記述問題 1 -
鏑木清方展の感想文で、筆者が3年前に『築地明石町』『新富町』『浜町河岸』の3部作を見た美術館はどこか答えてください。
記述問題 2 -
鏑木清方展の感想文のうち、「東京国立近代美術館、京都国立近代美術館」から「清方先生推し/になりました。」までの部分を一字も変えずに書き写してください。

提供抜粋 -
%%

『鏑木清方展』
『鏑木清方展』
東京国立近代美術館、京都国立近代美術館
『好きなアイドルのライブで複数公演見るためにあちこち遠征行く人たち』の気持ち、すごいわかる。
それって「何回も本物をこの目で愛たいやん!」「幸せな気持ちになりたいやん!!」「ナマモノなんやから場所もタイミングも変われば内容や感じ方だって変わるやん!!!全部この目に焼き付けたいやん!!!!!」ってことですよね?!?!!
と、いうわけで、東京で2回見ましたが、京都にも見にきました鏑木清方展。
3年前、なんか珍しいやつが見れるらしいというミーハー心で『築地明石町』、『新富町』、『浜町河岸』の3部作を東京国立近代美術館で見たのが鏑木清方との出会いでしたが、そこから「あやしい絵展」「小村雪岱展」「福富太郎展」「上村松園展」などを鑑賞し、明治〜昭和初期にかけての美人画や挿絵などについて怒涛の勢いで学んでいく中であっという間に\清方先生推し/になりました。

%%

提供資料 -
%%

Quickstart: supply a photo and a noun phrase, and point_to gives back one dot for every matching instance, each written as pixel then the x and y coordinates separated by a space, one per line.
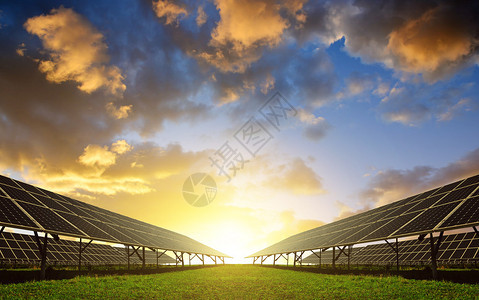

%%

完全な解答 1 -
東京国立近代美術館

完全な解答 2 -
東京国立近代美術館、京都国立近代美術館
『好きなアイドルのライブで複数公演見るためにあちこち遠征行く人たち』の気持ち、すごいわかる。
それって「何回も本物をこの目で愛たいやん!」「幸せな気持ちになりたいやん!!」「ナマモノなんやから場所もタイミングも変われば内容や感じ方だって変わるやん!!!全部この目に焼き付けたいやん!!!!!」ってことですよね?!?!!
と、いうわけで、東京で2回見ましたが、京都にも見にきました鏑木清方展。
3年前、なんか珍しいやつが見れるらしいというミーハー心で『築地明石町』、『新富町』、『浜町河岸』の3部作を東京国立近代美術館で見たのが鏑木清方との出会いでしたが、そこから「あやしい絵展」「小村雪岱展」「福富太郎展」「上村松園展」などを鑑賞し、明治〜昭和初期にかけての美人画や挿絵などについて怒涛の勢いで学んでいく中であっという間に\清方先生推し/になりました。